### [Source text]
CBRNE Scientists conducting lab analysis of nasopharyngeal swab samples, on a 12-hour shift, in COVID-19 ops lab (Photo: HTX)

 

However, the situation worsened and requirements snowballed, leading their three-man team to undertake as many as 400 COVID-19 swab analysis in a 12-hour night shift. Yet, this did not deter Zan Xin and her team. On the contrary, it spurred them to work even harder.

“At the peak of the crisis, waves of lab samples kept coming in for analysis, and the work seemed never-ending. My family and friends were initially concerned about our exposure to the virus. However, the team pressed on because we knew that the results of the testing would help assure many affected individuals and their families. We wanted to show the critical work of CBRNE in the fight against the unseen virus.”

Zan Xin added that a key takeaway in combating COVID-19 was to never take Singapore’s safety for granted.

“At CBRNE, we stay at the forefront of science and technology to counter any invisible threats to public safety. In Singapore’s context, we simply can’t afford to ‘wait’ for threats to happen. That is why we actively look for operationally-ready solutions to empower our Home Team daily operations against the entry of civilian or terrorist threats.”

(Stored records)
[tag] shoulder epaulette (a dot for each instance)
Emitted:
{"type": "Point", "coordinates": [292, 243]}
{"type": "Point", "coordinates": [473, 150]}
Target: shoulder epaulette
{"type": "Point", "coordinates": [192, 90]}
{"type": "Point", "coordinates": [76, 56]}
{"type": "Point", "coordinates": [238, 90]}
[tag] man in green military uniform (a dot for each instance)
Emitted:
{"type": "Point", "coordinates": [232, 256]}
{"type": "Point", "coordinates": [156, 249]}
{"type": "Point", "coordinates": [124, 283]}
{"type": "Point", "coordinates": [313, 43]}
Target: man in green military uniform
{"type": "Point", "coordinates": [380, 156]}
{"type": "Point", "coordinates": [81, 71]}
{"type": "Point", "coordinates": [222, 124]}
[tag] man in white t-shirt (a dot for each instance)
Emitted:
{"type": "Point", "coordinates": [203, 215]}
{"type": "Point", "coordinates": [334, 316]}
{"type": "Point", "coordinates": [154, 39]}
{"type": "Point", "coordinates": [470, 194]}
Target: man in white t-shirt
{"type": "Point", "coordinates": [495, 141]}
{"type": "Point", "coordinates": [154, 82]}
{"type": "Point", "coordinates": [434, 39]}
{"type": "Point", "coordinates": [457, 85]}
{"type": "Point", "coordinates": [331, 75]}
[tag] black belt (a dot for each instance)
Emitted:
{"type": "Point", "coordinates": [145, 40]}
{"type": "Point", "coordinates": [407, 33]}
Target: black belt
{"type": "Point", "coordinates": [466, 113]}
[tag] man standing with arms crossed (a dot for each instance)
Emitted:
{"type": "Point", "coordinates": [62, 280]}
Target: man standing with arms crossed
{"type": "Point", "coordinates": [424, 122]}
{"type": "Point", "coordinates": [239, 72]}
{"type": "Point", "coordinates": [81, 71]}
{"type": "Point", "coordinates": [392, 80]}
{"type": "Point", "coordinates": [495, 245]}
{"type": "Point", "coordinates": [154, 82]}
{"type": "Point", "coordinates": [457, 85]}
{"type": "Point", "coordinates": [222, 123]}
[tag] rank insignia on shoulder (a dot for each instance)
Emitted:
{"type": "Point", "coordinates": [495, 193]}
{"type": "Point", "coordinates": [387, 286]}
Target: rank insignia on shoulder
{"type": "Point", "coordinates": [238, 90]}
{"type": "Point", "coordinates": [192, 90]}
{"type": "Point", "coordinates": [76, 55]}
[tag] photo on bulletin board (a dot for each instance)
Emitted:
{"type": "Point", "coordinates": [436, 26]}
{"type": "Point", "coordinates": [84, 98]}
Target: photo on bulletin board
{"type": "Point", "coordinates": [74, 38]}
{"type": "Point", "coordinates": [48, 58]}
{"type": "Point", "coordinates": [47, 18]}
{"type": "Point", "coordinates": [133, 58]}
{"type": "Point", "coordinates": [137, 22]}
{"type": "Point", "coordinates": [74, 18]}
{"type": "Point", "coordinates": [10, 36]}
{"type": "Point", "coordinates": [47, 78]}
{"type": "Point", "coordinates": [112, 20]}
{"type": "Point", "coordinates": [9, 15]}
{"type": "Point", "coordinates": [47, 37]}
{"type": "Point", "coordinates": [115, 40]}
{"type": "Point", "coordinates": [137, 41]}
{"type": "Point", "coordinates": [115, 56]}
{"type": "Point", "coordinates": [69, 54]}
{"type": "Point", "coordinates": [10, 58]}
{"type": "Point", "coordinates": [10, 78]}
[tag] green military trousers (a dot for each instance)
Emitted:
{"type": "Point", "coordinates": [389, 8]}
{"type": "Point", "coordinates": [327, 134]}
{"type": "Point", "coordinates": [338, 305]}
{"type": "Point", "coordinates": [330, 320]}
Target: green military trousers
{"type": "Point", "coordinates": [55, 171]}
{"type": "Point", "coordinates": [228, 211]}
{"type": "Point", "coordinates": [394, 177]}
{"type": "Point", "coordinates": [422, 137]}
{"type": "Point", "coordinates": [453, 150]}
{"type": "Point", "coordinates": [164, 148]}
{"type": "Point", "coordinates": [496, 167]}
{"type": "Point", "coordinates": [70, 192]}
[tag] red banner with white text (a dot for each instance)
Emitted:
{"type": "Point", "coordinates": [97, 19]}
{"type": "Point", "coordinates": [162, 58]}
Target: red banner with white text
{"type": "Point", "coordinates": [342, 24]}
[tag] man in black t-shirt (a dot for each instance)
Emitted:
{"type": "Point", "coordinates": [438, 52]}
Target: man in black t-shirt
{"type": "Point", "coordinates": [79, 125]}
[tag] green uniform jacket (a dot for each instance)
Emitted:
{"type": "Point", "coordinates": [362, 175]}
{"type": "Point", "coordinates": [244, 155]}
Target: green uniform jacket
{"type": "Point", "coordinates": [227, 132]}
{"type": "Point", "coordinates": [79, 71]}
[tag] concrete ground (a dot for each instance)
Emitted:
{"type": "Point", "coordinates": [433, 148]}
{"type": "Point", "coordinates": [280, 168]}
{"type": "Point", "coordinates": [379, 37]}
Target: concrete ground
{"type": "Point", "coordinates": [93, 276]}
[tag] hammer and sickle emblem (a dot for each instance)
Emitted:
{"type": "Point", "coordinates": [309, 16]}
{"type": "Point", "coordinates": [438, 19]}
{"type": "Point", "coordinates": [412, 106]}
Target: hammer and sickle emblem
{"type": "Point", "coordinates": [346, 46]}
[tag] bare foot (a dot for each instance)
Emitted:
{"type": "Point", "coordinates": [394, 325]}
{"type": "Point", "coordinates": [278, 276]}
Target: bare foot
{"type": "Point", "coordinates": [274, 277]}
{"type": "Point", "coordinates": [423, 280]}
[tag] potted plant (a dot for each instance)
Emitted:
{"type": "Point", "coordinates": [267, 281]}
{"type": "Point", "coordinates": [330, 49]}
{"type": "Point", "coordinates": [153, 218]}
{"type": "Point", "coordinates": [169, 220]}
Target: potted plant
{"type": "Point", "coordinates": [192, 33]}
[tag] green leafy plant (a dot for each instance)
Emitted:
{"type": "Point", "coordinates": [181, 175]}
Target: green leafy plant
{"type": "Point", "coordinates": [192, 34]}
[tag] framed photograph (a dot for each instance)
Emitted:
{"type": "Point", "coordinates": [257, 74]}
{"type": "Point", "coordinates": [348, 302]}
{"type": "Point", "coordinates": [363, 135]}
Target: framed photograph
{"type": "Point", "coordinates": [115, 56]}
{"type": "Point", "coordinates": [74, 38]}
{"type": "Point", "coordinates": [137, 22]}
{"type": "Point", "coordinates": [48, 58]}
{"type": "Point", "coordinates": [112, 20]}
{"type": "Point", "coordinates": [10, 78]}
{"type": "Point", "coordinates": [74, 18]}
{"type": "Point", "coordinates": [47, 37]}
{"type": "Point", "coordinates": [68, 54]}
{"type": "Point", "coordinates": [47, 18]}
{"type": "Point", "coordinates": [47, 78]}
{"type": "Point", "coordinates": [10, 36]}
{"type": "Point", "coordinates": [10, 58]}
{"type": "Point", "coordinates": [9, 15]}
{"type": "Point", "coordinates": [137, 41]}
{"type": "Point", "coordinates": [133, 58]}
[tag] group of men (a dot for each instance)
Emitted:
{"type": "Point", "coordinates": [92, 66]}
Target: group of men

### [Questions]
A. Transcribe everything in the CBRNE text from "However, the situation" down to "work even harder.".
B. Answer these questions using the CBRNE text:
(i) At most, how many COVID-19 swab analyses did the three-man team undertake in a 12-hour night shift?
(ii) What key takeaway in combating COVID-19 did Zan Xin add?
(iii) What does CBRNE actively look for?

### [Solutions to the tasks]
A.
However, the situation worsened and requirements snowballed, leading their three-man team to undertake as many as 400 COVID-19 swab analysis in a 12-hour night shift. Yet, this did not deter Zan Xin and her team. On the contrary, it spurred them to work even harder.

B.
(i) As many as 400.
(ii) Never take Singapore's safety for granted.
(iii) Operationally-ready solutions to empower Home Team daily operations against the entry of civilian or terrorist threats.